## Assigned task
Give the data again exactly, stopping after the "positive clicks: (66, 115)" line.

## Materials provided
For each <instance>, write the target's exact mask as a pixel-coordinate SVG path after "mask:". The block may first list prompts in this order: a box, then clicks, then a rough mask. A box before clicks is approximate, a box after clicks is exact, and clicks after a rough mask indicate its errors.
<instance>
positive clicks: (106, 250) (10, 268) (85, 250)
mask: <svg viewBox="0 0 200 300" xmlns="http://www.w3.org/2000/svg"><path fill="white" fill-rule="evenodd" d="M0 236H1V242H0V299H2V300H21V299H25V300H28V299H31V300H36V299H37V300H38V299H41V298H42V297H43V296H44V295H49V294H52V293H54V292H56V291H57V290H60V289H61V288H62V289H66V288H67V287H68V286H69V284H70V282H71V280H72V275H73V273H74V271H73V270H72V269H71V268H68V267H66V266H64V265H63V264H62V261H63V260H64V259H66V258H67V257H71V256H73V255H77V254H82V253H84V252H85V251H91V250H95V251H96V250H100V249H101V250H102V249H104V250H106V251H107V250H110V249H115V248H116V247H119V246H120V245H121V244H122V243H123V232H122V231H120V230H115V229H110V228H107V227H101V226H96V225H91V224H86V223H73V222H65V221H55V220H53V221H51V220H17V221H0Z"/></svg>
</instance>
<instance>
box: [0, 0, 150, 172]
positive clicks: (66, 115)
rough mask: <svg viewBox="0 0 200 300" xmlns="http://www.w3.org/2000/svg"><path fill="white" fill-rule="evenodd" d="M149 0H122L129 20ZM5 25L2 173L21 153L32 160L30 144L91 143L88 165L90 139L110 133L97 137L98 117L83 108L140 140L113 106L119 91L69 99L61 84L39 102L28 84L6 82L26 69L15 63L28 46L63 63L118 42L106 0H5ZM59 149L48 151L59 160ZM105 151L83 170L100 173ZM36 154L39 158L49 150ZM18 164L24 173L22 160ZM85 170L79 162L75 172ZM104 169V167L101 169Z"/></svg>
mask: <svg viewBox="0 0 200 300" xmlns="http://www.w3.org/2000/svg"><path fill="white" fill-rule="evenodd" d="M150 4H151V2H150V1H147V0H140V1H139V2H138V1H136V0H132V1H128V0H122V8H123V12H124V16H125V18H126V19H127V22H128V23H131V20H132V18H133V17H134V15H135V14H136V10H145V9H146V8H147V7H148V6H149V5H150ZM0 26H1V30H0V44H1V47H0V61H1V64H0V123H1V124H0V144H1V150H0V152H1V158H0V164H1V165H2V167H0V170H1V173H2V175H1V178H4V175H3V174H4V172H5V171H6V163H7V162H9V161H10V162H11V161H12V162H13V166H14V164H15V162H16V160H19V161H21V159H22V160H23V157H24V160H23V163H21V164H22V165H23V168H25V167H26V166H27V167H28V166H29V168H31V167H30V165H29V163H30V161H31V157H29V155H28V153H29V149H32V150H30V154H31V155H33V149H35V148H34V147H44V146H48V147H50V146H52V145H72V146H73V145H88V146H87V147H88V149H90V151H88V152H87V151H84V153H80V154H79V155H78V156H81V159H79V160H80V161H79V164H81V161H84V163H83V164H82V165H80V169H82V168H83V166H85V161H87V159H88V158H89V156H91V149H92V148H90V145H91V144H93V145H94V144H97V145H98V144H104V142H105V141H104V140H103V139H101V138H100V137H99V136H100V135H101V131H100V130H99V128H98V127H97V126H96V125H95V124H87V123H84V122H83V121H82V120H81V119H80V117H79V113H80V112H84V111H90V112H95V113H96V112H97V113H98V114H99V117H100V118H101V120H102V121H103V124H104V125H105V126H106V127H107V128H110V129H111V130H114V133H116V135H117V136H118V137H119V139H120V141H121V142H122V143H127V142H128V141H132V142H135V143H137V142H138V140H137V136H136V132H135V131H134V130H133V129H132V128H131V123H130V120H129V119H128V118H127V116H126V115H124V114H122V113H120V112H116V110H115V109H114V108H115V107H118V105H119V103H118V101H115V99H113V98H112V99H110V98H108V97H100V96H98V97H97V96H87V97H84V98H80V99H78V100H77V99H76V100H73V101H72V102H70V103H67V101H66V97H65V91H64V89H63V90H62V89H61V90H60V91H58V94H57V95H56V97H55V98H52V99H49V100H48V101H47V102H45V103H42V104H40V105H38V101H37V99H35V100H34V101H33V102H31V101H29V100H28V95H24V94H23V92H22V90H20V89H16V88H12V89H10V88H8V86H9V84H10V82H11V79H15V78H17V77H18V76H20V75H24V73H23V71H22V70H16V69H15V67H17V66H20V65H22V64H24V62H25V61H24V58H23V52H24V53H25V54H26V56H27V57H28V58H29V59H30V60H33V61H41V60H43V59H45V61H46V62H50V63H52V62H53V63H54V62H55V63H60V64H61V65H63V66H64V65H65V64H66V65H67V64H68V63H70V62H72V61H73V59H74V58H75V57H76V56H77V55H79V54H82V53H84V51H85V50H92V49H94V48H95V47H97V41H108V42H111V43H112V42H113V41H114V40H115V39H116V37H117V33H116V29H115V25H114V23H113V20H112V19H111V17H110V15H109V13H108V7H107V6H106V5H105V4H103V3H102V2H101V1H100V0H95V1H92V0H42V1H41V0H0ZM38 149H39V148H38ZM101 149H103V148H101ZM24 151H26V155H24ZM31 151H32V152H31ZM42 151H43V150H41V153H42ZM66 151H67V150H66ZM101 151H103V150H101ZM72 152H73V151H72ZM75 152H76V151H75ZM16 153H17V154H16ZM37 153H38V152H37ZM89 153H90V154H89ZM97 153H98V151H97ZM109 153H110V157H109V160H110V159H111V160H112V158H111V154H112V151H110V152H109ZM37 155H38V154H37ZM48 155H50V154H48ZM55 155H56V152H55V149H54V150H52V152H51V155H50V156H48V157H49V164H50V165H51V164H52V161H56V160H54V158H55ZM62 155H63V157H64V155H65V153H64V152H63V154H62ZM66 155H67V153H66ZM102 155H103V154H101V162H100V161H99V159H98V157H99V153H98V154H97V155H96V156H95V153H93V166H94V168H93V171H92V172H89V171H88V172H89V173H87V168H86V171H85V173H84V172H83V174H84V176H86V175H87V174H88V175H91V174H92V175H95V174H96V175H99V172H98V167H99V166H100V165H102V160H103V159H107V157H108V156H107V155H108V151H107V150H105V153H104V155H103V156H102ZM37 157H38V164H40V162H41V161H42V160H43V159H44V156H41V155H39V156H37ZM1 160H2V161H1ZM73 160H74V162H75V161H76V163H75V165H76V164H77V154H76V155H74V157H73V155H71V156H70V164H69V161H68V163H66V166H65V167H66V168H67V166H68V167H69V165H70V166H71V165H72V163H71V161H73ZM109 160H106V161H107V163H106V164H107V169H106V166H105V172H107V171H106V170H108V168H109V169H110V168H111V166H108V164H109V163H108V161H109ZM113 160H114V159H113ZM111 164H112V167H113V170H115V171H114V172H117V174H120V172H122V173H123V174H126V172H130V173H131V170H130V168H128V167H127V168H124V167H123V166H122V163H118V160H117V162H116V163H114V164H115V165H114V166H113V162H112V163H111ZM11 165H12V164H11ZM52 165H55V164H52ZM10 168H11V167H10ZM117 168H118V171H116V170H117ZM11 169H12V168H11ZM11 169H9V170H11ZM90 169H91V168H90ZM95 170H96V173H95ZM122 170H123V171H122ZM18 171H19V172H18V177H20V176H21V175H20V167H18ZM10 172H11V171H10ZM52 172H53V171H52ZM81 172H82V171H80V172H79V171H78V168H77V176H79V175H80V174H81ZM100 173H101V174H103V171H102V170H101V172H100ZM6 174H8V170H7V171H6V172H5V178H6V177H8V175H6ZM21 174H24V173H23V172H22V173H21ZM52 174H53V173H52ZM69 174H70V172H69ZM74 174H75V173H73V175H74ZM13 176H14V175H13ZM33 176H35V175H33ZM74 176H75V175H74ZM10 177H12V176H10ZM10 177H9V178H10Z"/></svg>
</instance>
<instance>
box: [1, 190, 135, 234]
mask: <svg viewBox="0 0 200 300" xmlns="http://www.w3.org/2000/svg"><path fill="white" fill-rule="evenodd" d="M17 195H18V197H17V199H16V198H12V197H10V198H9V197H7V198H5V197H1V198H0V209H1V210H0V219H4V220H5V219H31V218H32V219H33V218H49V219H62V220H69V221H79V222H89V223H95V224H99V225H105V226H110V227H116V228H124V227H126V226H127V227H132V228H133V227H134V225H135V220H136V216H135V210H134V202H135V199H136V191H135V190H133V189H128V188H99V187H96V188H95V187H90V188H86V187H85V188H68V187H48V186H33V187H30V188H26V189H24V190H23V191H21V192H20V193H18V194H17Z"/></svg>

## Result of the task
For each <instance>, write the target's exact mask as a pixel-coordinate SVG path after "mask:". The block may first list prompts in this order: a box, then clicks, then a rough mask. A box before clicks is approximate, a box after clicks is exact, and clicks after a rough mask indicate its errors.
<instance>
positive clicks: (106, 250) (10, 268) (85, 250)
mask: <svg viewBox="0 0 200 300" xmlns="http://www.w3.org/2000/svg"><path fill="white" fill-rule="evenodd" d="M0 236H1V242H0V299H2V300H21V299H25V300H28V299H31V300H36V299H37V300H38V299H41V298H42V297H43V296H44V295H49V294H52V293H54V292H56V291H57V290H60V289H61V288H62V289H66V288H67V287H68V286H69V284H70V282H71V280H72V275H73V273H74V271H73V270H72V269H71V268H68V267H66V266H64V265H63V264H62V261H63V260H64V259H66V258H67V257H71V256H73V255H77V254H82V253H84V252H85V251H91V250H95V251H96V250H100V249H101V250H102V249H104V250H106V251H107V250H110V249H115V248H116V247H119V246H120V245H121V244H122V243H123V232H122V231H120V230H115V229H110V228H107V227H101V226H96V225H91V224H86V223H73V222H65V221H55V220H53V221H51V220H17V221H0Z"/></svg>
</instance>
<instance>
box: [0, 0, 150, 172]
positive clicks: (66, 115)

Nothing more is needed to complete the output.